Extracted text
A: That isn't a great way to do it. LiAlH4 (or BH3) is correct for the reduction of butanoic acid to 1-butanol, but primary alcohols are very difficult to dehydrate to alkenes directly. So the way to go would be to convert it to a halide or tosylate followed by E2 elimination. POCl3 works for secondary and tertiary alcohols.
Q: I am trying to draw out the mechanism for the acid-catalyzed reaction of a nitrile to a carboxylic acid, and I'm having a hard time deciding what to do - does the N attack the H30+ and attach the whole thing, does the O from the H30+ attack the C? Then, how will I know if a water comes next to take off a H or if another water/acid attacks the C center. Is there a need to make the C a better nucleophile so it can attack water or the acid?
A: follow the same principles as an acid-catalyed addition to a carbonyl (i.e., acetal or enanime formation and nucleophilic acyl substitution. See mechanism below.
Q: For benzoic acids, I understand that electron withdrawing groups increase acidity by distributing negative charge, but why do they decrease reactivity and vise versa for donating groups?
A: Electron withdrawing groups makes the aromatic ring electron deficient by pulling electrons toward the EWG. This results in the aromatic ring having a partial positive charge character. This can stabilize the benzoate anion (the conjugate base of benzoic acid) through an electrostatic effect. An electron-donating groups makes the aromatic ring electron rich giving it a partial negative charge character. This destabilized the negative charge of the benzoate anion through electrostatic interactions.
Q: On slide 190, where does the O come from in the final product of the reaction of nitriles with Grignard Reagents?
A: The initial product in the anion of an imine (after Grignard addition). At the end of the reaction, you add water or H3O+ to the reacion and this imine is protonated. In water, the imine will hydrolyze to the ketone plus ammonia. This is the reverse of the imine formation reaction. So the O comes from water
Q: You mention on slide 185 that LiAlH4 reduces alkyl halides and epoxides. Are alkyl halides (RCH2X) reduced to RCH3 ? For epoxides, is one carbon reduced to a CH while the other becomes a C-OH? Is this reduction selective (i.e., does a certain carbon of the epoxide generally become the alcohol like we saw for acidic/basic hydrolysis of epoxides)?

Given instruction 1
From the organic chemistry Q&A, return everything from "A: Electron withdrawing" down to "through electrostatic interactions.", copied word for word.

Pointing data excerpts:
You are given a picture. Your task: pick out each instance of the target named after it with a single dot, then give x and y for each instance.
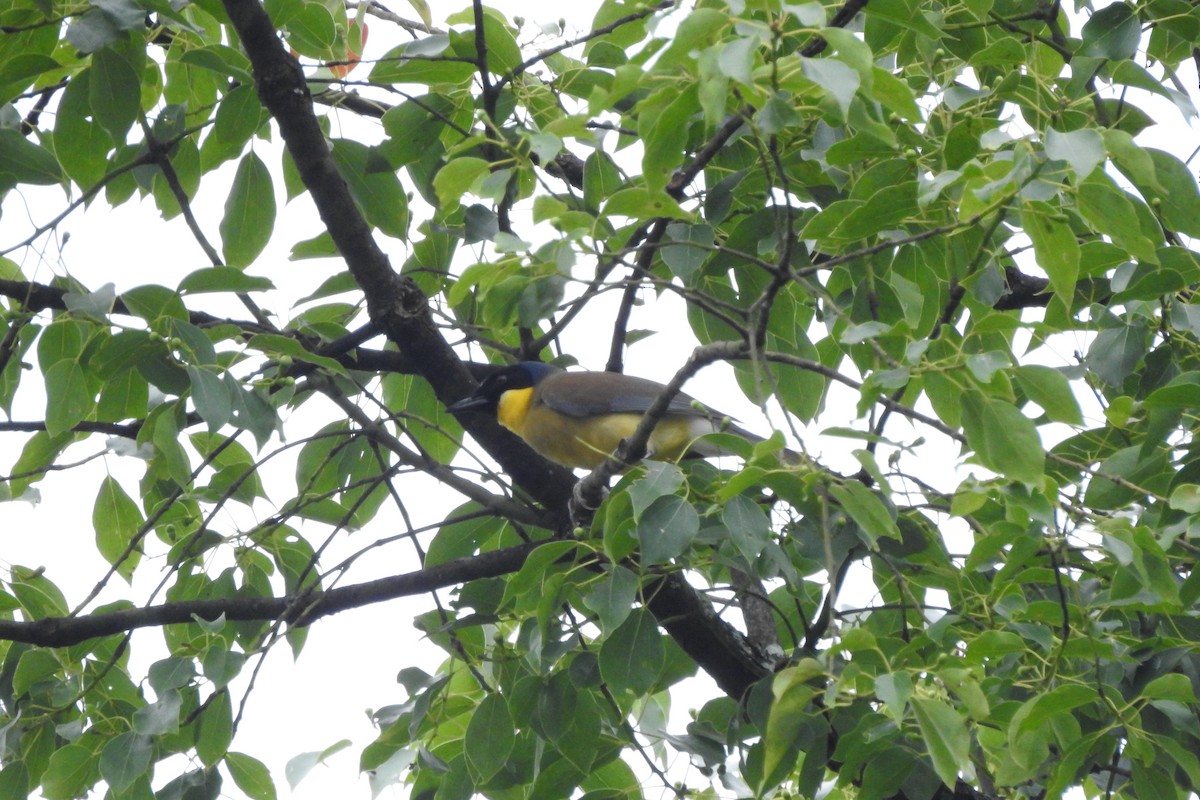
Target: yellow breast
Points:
(583, 443)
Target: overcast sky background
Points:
(351, 661)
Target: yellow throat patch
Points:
(513, 409)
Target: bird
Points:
(577, 419)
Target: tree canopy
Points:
(946, 250)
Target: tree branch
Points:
(298, 609)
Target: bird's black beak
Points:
(468, 403)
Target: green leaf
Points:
(249, 212)
(24, 162)
(867, 509)
(1179, 200)
(211, 397)
(114, 92)
(1005, 439)
(311, 30)
(601, 179)
(251, 776)
(1055, 246)
(659, 479)
(456, 179)
(300, 765)
(748, 527)
(125, 759)
(222, 278)
(1083, 149)
(117, 521)
(1111, 32)
(161, 716)
(1050, 389)
(792, 693)
(666, 529)
(1170, 687)
(1114, 212)
(693, 247)
(70, 773)
(221, 665)
(640, 203)
(490, 738)
(421, 415)
(280, 346)
(1186, 498)
(612, 597)
(946, 738)
(633, 657)
(839, 80)
(69, 397)
(61, 340)
(375, 186)
(215, 729)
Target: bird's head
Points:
(525, 374)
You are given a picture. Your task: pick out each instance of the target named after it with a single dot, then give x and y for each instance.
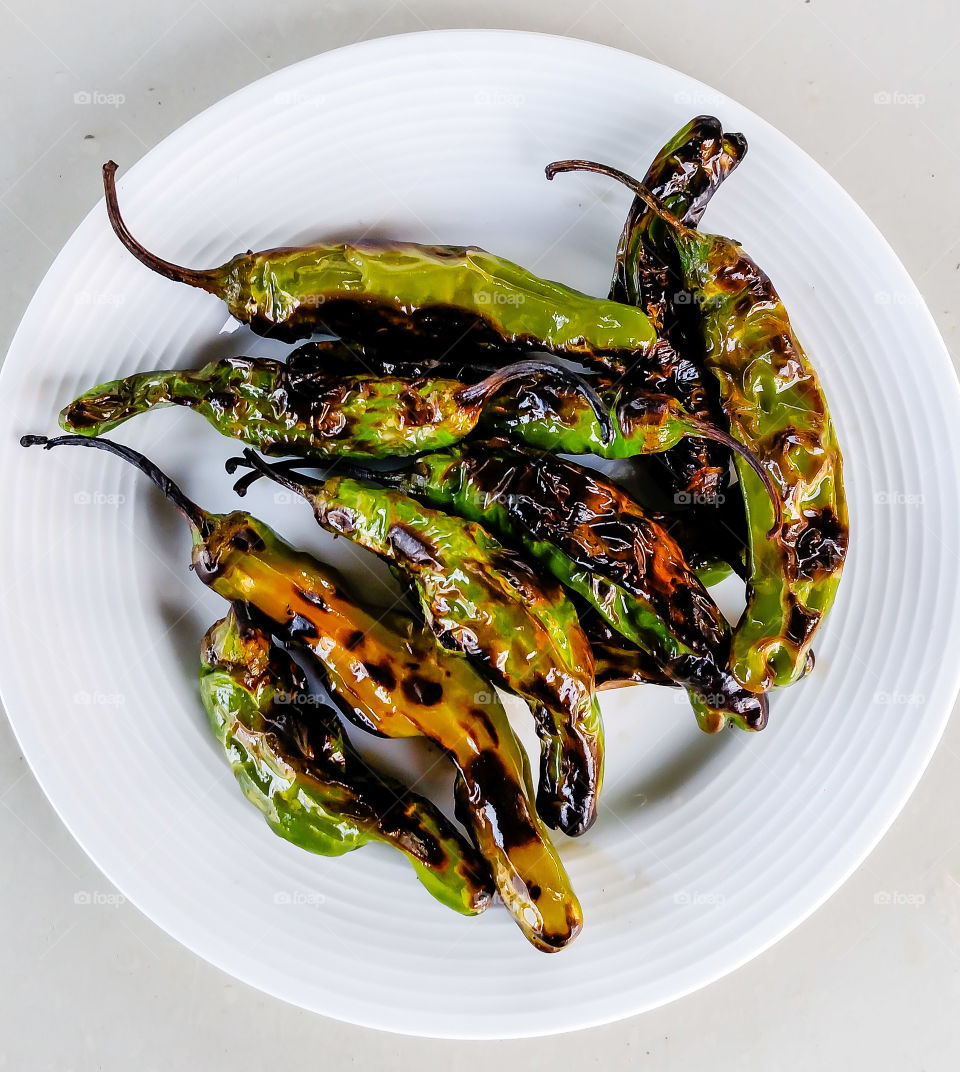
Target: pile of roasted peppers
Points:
(436, 408)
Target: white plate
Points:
(707, 850)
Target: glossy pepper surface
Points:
(684, 175)
(398, 685)
(484, 600)
(601, 545)
(268, 405)
(433, 294)
(293, 760)
(558, 417)
(775, 405)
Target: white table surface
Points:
(872, 980)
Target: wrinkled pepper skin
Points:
(599, 544)
(557, 417)
(396, 685)
(294, 762)
(773, 399)
(266, 405)
(363, 417)
(776, 407)
(685, 175)
(484, 600)
(433, 294)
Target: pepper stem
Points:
(707, 431)
(192, 277)
(559, 166)
(282, 474)
(198, 519)
(477, 393)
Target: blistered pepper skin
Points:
(776, 406)
(599, 544)
(774, 403)
(295, 764)
(399, 685)
(271, 406)
(685, 175)
(435, 295)
(484, 600)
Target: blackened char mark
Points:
(410, 547)
(599, 529)
(820, 545)
(421, 690)
(381, 673)
(489, 788)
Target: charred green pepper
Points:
(602, 546)
(685, 175)
(776, 407)
(395, 685)
(434, 295)
(484, 600)
(263, 403)
(293, 760)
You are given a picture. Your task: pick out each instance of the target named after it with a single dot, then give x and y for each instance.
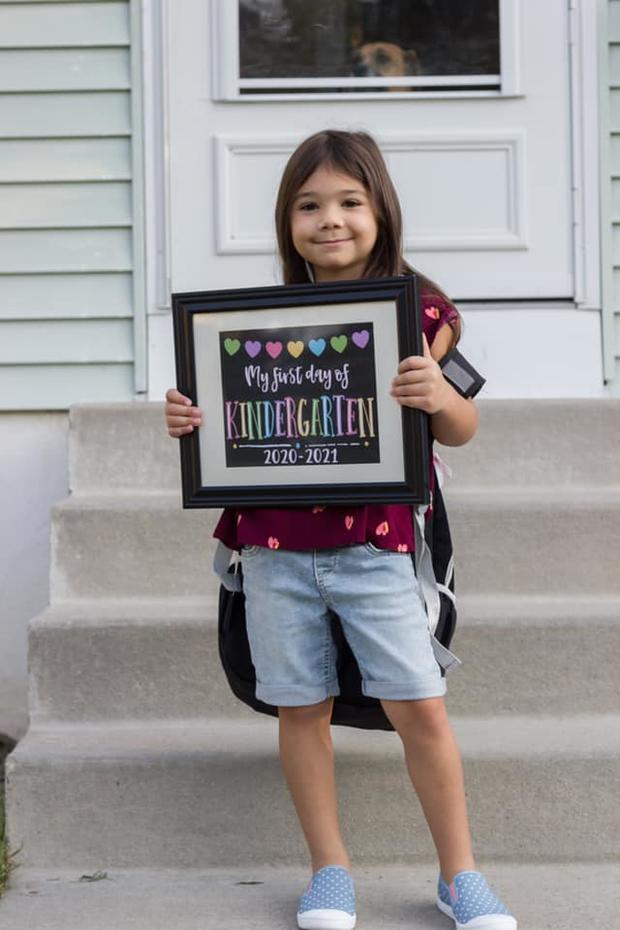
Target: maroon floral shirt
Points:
(386, 526)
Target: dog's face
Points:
(384, 59)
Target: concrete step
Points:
(204, 794)
(534, 542)
(97, 660)
(550, 896)
(519, 443)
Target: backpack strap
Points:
(221, 560)
(430, 589)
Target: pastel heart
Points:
(232, 346)
(252, 347)
(295, 348)
(339, 343)
(317, 346)
(273, 348)
(361, 339)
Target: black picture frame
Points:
(209, 332)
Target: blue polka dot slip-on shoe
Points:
(472, 905)
(328, 903)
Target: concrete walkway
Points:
(564, 897)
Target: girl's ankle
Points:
(321, 862)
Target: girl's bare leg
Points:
(436, 771)
(307, 758)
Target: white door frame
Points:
(584, 95)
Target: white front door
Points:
(481, 160)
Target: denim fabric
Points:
(374, 592)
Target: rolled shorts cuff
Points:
(405, 691)
(296, 696)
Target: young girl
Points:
(338, 218)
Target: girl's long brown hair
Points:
(358, 155)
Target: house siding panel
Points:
(67, 290)
(609, 65)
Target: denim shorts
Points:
(289, 596)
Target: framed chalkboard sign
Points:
(293, 382)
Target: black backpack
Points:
(351, 707)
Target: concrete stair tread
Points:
(519, 442)
(492, 737)
(550, 896)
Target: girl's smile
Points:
(333, 225)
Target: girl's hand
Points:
(420, 383)
(181, 417)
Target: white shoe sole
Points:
(488, 922)
(327, 919)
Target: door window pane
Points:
(368, 38)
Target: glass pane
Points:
(367, 38)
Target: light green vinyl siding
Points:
(610, 186)
(67, 204)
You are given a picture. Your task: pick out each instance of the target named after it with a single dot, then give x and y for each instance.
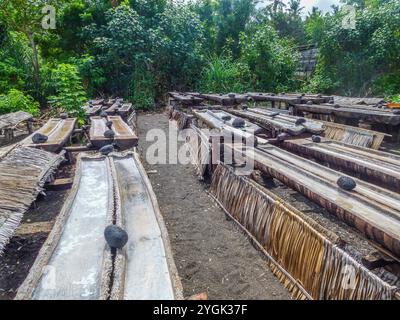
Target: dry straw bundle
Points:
(354, 136)
(23, 172)
(305, 251)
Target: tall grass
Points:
(224, 75)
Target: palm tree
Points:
(275, 6)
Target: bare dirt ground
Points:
(210, 253)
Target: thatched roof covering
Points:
(11, 120)
(23, 172)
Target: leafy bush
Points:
(271, 59)
(223, 75)
(16, 100)
(70, 96)
(142, 89)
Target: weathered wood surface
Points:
(97, 102)
(259, 96)
(186, 99)
(373, 166)
(372, 210)
(307, 258)
(58, 132)
(149, 271)
(279, 123)
(23, 173)
(222, 99)
(314, 98)
(74, 262)
(353, 135)
(106, 190)
(92, 110)
(11, 120)
(124, 135)
(372, 115)
(358, 101)
(125, 110)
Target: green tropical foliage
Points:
(16, 100)
(139, 49)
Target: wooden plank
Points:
(11, 120)
(373, 116)
(373, 166)
(124, 135)
(60, 184)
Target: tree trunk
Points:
(36, 67)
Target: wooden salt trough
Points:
(125, 110)
(92, 110)
(23, 173)
(124, 135)
(9, 122)
(373, 166)
(58, 131)
(372, 210)
(305, 256)
(364, 113)
(75, 262)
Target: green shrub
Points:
(142, 89)
(70, 96)
(224, 75)
(16, 100)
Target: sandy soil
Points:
(210, 253)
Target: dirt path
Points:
(210, 253)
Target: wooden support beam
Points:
(60, 184)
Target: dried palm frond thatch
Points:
(23, 172)
(354, 136)
(299, 248)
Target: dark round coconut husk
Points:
(300, 121)
(109, 124)
(106, 149)
(316, 139)
(115, 236)
(39, 138)
(109, 134)
(346, 183)
(238, 123)
(282, 137)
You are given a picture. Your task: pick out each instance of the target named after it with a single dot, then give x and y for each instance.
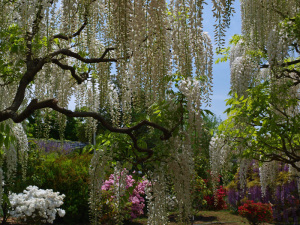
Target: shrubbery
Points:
(256, 213)
(67, 174)
(36, 206)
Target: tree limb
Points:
(75, 55)
(79, 78)
(53, 104)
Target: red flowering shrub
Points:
(220, 203)
(256, 213)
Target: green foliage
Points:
(6, 138)
(200, 190)
(264, 122)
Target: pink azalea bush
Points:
(136, 199)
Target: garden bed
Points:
(203, 217)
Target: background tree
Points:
(263, 114)
(52, 50)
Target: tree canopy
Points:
(263, 114)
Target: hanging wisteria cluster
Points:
(265, 55)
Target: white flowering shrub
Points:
(36, 205)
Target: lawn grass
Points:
(207, 217)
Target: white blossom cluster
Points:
(156, 194)
(219, 151)
(181, 171)
(36, 204)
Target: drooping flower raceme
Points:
(36, 205)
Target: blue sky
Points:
(221, 71)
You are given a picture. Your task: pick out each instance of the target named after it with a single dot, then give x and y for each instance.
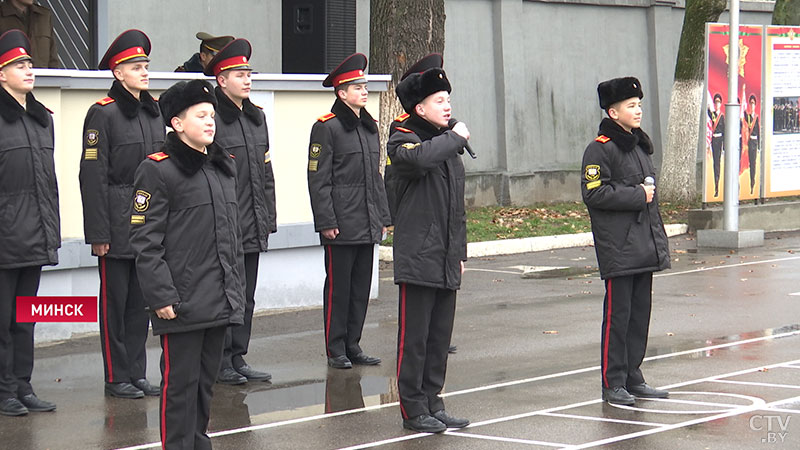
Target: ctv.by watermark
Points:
(774, 426)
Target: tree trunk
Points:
(786, 12)
(401, 32)
(678, 173)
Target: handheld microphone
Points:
(451, 123)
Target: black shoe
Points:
(618, 395)
(424, 423)
(339, 362)
(363, 359)
(230, 376)
(35, 404)
(645, 391)
(253, 374)
(12, 407)
(449, 420)
(146, 387)
(123, 390)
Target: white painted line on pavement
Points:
(605, 419)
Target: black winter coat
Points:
(344, 180)
(119, 132)
(30, 230)
(629, 236)
(430, 226)
(243, 133)
(185, 234)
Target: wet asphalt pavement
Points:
(724, 338)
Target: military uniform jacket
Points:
(119, 132)
(344, 179)
(430, 227)
(29, 220)
(243, 133)
(629, 236)
(185, 235)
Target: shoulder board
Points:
(602, 139)
(326, 117)
(158, 156)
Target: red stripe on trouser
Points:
(104, 294)
(165, 344)
(608, 335)
(330, 299)
(401, 344)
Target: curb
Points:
(533, 244)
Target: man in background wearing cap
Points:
(618, 188)
(430, 244)
(36, 21)
(348, 200)
(119, 132)
(185, 234)
(30, 222)
(242, 132)
(209, 47)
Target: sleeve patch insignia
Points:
(141, 201)
(592, 172)
(315, 150)
(92, 137)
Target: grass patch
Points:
(491, 223)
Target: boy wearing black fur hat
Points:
(119, 132)
(430, 244)
(348, 200)
(185, 234)
(629, 236)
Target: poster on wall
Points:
(782, 103)
(750, 125)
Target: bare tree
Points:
(401, 32)
(786, 12)
(678, 171)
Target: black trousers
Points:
(348, 270)
(123, 321)
(425, 326)
(626, 322)
(16, 339)
(189, 365)
(237, 339)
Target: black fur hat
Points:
(183, 95)
(618, 89)
(417, 86)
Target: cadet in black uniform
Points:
(348, 199)
(629, 236)
(119, 132)
(242, 132)
(717, 138)
(185, 234)
(430, 244)
(31, 233)
(209, 47)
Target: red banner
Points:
(56, 309)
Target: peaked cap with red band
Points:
(130, 46)
(432, 61)
(14, 46)
(235, 55)
(351, 70)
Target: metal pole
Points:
(733, 126)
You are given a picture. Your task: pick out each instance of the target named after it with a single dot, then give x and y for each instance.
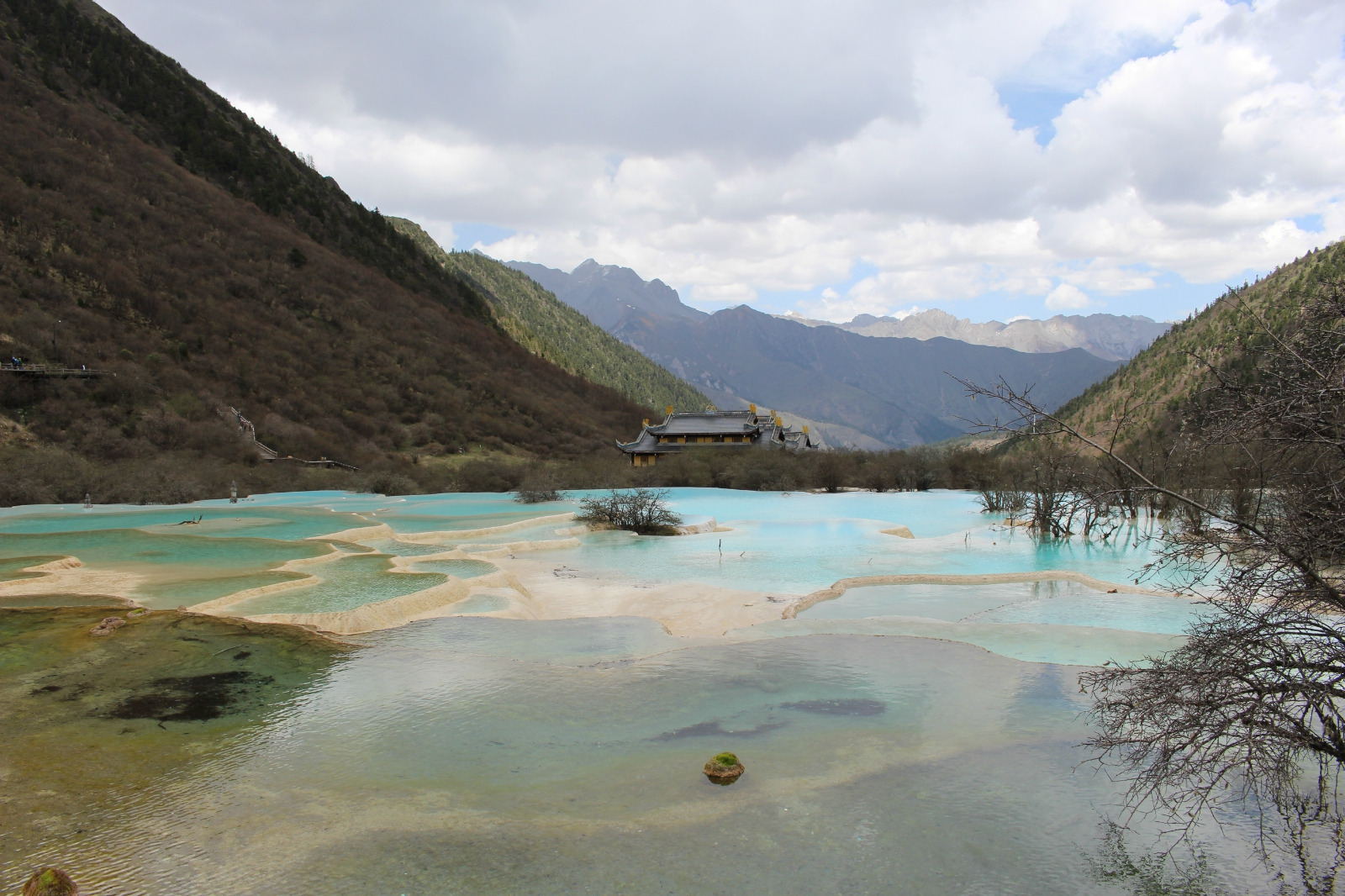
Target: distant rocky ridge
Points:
(609, 295)
(871, 392)
(1111, 336)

Given instruction 2
List each line in the rows that contains the string "dirt".

Right answer 1
A: Electron withdrawing groups makes the aromatic ring electron deficient by pulling electrons toward the EWG. This results in the aromatic ring having a partial positive charge character. This can stabilize the benzoate anion (the conjugate base of benzoic acid) through an electrostatic effect. An electron-donating groups makes the aromatic ring electron rich giving it a partial negative charge character. This destabilized the negative charge of the benzoate anion through electrostatic interactions.

Right answer 2
Target: bare dirt ground
Target: dirt path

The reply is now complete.